**REQUIREMENT**
Print the listing in full, keeping every line exactly as it is.

**DATA EXTRACTS**

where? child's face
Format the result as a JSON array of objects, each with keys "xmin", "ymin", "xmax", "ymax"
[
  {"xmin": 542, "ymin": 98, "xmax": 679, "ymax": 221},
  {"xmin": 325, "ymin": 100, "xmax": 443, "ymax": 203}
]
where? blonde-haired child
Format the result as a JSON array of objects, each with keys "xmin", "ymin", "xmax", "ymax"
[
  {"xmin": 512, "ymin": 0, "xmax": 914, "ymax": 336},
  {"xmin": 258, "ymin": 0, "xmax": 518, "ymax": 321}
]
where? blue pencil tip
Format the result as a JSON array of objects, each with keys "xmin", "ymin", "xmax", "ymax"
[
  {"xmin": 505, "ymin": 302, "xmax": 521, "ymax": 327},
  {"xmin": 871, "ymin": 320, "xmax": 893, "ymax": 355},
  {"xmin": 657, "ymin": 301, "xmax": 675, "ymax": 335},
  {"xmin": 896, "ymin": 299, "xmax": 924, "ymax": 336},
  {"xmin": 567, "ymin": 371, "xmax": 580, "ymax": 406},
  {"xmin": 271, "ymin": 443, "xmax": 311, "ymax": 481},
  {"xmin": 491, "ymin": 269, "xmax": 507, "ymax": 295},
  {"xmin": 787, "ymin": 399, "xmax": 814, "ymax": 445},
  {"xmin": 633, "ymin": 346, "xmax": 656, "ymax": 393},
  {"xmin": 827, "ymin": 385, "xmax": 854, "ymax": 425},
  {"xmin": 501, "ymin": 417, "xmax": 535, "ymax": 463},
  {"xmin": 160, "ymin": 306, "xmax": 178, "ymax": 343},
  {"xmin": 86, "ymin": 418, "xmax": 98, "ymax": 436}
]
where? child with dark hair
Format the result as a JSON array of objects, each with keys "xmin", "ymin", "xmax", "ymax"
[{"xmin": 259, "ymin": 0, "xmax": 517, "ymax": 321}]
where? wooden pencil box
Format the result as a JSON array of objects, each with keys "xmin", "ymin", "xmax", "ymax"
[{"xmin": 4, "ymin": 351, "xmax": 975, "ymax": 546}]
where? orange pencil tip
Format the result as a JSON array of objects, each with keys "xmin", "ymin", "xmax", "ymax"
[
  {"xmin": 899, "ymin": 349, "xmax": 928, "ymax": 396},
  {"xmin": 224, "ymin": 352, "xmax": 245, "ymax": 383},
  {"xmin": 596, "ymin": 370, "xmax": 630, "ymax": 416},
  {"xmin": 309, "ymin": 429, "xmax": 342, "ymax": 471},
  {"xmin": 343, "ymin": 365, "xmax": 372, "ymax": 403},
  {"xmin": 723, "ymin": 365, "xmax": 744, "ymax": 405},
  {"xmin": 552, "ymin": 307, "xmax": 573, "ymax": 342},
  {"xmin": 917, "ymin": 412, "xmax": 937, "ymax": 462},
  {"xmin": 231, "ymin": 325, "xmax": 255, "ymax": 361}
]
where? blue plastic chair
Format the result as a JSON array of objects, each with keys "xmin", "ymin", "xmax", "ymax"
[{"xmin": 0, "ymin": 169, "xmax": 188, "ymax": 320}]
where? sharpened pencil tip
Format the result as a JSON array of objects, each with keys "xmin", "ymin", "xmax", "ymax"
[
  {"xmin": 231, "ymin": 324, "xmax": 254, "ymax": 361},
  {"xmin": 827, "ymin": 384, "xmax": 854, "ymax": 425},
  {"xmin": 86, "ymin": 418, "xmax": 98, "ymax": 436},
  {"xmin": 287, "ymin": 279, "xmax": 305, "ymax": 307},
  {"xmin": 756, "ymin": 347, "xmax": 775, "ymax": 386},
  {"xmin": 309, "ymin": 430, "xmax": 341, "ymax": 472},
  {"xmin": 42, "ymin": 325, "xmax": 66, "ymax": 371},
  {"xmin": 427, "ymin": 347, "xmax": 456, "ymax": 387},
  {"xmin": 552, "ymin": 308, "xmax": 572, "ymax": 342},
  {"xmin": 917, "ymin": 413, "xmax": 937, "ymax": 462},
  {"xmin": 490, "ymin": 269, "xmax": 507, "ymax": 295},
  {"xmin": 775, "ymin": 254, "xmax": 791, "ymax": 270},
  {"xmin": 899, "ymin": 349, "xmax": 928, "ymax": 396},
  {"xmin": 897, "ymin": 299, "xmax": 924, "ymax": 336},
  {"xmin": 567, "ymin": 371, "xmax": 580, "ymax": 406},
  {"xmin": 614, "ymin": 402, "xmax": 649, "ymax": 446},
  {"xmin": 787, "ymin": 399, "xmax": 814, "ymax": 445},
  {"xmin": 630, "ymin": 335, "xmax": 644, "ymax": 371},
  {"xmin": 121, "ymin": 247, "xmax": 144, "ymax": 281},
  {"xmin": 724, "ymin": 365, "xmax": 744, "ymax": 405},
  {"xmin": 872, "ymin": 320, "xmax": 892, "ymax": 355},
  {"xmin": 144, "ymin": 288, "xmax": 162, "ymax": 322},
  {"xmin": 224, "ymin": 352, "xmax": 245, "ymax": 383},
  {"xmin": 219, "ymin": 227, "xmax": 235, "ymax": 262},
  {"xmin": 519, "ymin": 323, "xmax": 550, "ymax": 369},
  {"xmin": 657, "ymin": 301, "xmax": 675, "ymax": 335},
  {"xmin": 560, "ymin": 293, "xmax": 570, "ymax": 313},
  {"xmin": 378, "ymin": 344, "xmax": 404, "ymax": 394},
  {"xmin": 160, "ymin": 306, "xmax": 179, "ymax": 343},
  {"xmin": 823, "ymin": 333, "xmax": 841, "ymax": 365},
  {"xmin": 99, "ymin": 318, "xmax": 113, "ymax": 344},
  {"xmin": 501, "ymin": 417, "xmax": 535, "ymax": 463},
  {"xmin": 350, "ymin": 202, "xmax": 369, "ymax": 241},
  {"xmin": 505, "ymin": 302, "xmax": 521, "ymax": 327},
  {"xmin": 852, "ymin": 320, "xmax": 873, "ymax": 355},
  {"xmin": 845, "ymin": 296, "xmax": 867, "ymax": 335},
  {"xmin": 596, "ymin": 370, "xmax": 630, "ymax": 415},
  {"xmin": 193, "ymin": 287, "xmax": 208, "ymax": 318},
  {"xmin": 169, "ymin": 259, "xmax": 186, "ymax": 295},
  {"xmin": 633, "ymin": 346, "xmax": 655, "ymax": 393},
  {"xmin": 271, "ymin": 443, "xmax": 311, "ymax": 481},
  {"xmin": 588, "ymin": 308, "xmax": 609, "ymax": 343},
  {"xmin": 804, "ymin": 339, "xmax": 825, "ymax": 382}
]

**EXERCISE SOLUTION**
where? child's face
Format the result as a JSON array of objects, each with keys "xmin", "ymin", "xmax", "ymax"
[
  {"xmin": 542, "ymin": 98, "xmax": 679, "ymax": 221},
  {"xmin": 325, "ymin": 100, "xmax": 443, "ymax": 203}
]
where? blonde-haired child
Format the result as a JSON array of objects, each with keys "xmin", "ymin", "xmax", "ymax"
[
  {"xmin": 512, "ymin": 0, "xmax": 914, "ymax": 336},
  {"xmin": 258, "ymin": 0, "xmax": 518, "ymax": 321}
]
where? blue pencil tip
Format the result as a JSON array of objects, each with keys "xmin", "ymin", "xmax", "ymax"
[
  {"xmin": 505, "ymin": 302, "xmax": 521, "ymax": 327},
  {"xmin": 871, "ymin": 320, "xmax": 893, "ymax": 355},
  {"xmin": 657, "ymin": 301, "xmax": 675, "ymax": 335},
  {"xmin": 896, "ymin": 299, "xmax": 924, "ymax": 336},
  {"xmin": 567, "ymin": 371, "xmax": 580, "ymax": 406},
  {"xmin": 271, "ymin": 443, "xmax": 311, "ymax": 481},
  {"xmin": 491, "ymin": 269, "xmax": 507, "ymax": 295},
  {"xmin": 787, "ymin": 399, "xmax": 814, "ymax": 445},
  {"xmin": 633, "ymin": 346, "xmax": 656, "ymax": 393},
  {"xmin": 827, "ymin": 385, "xmax": 854, "ymax": 425},
  {"xmin": 501, "ymin": 417, "xmax": 535, "ymax": 463},
  {"xmin": 160, "ymin": 306, "xmax": 178, "ymax": 343},
  {"xmin": 86, "ymin": 418, "xmax": 98, "ymax": 436}
]
where? child with dark hair
Format the result as a JSON array of objects, each with keys "xmin", "ymin", "xmax", "ymax"
[{"xmin": 259, "ymin": 0, "xmax": 517, "ymax": 321}]
where? wooden pencil box
Format the result as a JSON array of objects, each with keys "xmin", "ymin", "xmax", "ymax"
[{"xmin": 4, "ymin": 351, "xmax": 975, "ymax": 546}]
where? orange pencil tip
Format the result as a JSON array of objects, each with keys "xmin", "ymin", "xmax", "ymax"
[
  {"xmin": 899, "ymin": 349, "xmax": 928, "ymax": 396},
  {"xmin": 224, "ymin": 352, "xmax": 245, "ymax": 383},
  {"xmin": 596, "ymin": 370, "xmax": 630, "ymax": 416},
  {"xmin": 309, "ymin": 429, "xmax": 342, "ymax": 471},
  {"xmin": 343, "ymin": 365, "xmax": 372, "ymax": 403},
  {"xmin": 723, "ymin": 365, "xmax": 744, "ymax": 405},
  {"xmin": 552, "ymin": 307, "xmax": 573, "ymax": 342},
  {"xmin": 917, "ymin": 412, "xmax": 937, "ymax": 462},
  {"xmin": 231, "ymin": 325, "xmax": 255, "ymax": 361}
]
where? blue plastic chair
Format the result as a JSON array of objects, each with keys "xmin", "ymin", "xmax", "ymax"
[{"xmin": 0, "ymin": 169, "xmax": 188, "ymax": 320}]
where? sharpened pencil tip
Format the result as a JSON array of objects, each with keys "xmin", "ymin", "xmax", "ymax"
[
  {"xmin": 231, "ymin": 324, "xmax": 254, "ymax": 361},
  {"xmin": 827, "ymin": 384, "xmax": 854, "ymax": 425},
  {"xmin": 86, "ymin": 418, "xmax": 98, "ymax": 436},
  {"xmin": 287, "ymin": 279, "xmax": 305, "ymax": 307},
  {"xmin": 756, "ymin": 347, "xmax": 775, "ymax": 386},
  {"xmin": 309, "ymin": 430, "xmax": 341, "ymax": 472},
  {"xmin": 42, "ymin": 325, "xmax": 66, "ymax": 371},
  {"xmin": 427, "ymin": 347, "xmax": 456, "ymax": 387},
  {"xmin": 552, "ymin": 308, "xmax": 572, "ymax": 342},
  {"xmin": 917, "ymin": 413, "xmax": 937, "ymax": 462},
  {"xmin": 490, "ymin": 269, "xmax": 507, "ymax": 295},
  {"xmin": 775, "ymin": 254, "xmax": 791, "ymax": 270},
  {"xmin": 899, "ymin": 349, "xmax": 928, "ymax": 396},
  {"xmin": 897, "ymin": 299, "xmax": 924, "ymax": 336},
  {"xmin": 567, "ymin": 371, "xmax": 580, "ymax": 406},
  {"xmin": 614, "ymin": 402, "xmax": 649, "ymax": 446},
  {"xmin": 787, "ymin": 399, "xmax": 814, "ymax": 445},
  {"xmin": 630, "ymin": 335, "xmax": 644, "ymax": 371},
  {"xmin": 121, "ymin": 247, "xmax": 144, "ymax": 281},
  {"xmin": 724, "ymin": 365, "xmax": 744, "ymax": 405},
  {"xmin": 872, "ymin": 320, "xmax": 892, "ymax": 355},
  {"xmin": 144, "ymin": 288, "xmax": 162, "ymax": 322},
  {"xmin": 224, "ymin": 352, "xmax": 245, "ymax": 383},
  {"xmin": 219, "ymin": 227, "xmax": 235, "ymax": 262},
  {"xmin": 519, "ymin": 323, "xmax": 550, "ymax": 369},
  {"xmin": 657, "ymin": 301, "xmax": 675, "ymax": 335},
  {"xmin": 560, "ymin": 293, "xmax": 570, "ymax": 313},
  {"xmin": 378, "ymin": 344, "xmax": 404, "ymax": 394},
  {"xmin": 160, "ymin": 306, "xmax": 179, "ymax": 343},
  {"xmin": 823, "ymin": 333, "xmax": 841, "ymax": 365},
  {"xmin": 99, "ymin": 318, "xmax": 113, "ymax": 344},
  {"xmin": 501, "ymin": 417, "xmax": 535, "ymax": 463},
  {"xmin": 350, "ymin": 202, "xmax": 369, "ymax": 241},
  {"xmin": 505, "ymin": 302, "xmax": 521, "ymax": 327},
  {"xmin": 852, "ymin": 320, "xmax": 873, "ymax": 355},
  {"xmin": 845, "ymin": 296, "xmax": 867, "ymax": 335},
  {"xmin": 596, "ymin": 370, "xmax": 630, "ymax": 415},
  {"xmin": 193, "ymin": 287, "xmax": 208, "ymax": 318},
  {"xmin": 169, "ymin": 259, "xmax": 186, "ymax": 295},
  {"xmin": 633, "ymin": 346, "xmax": 655, "ymax": 393},
  {"xmin": 271, "ymin": 443, "xmax": 311, "ymax": 481},
  {"xmin": 588, "ymin": 308, "xmax": 609, "ymax": 343},
  {"xmin": 804, "ymin": 339, "xmax": 825, "ymax": 382}
]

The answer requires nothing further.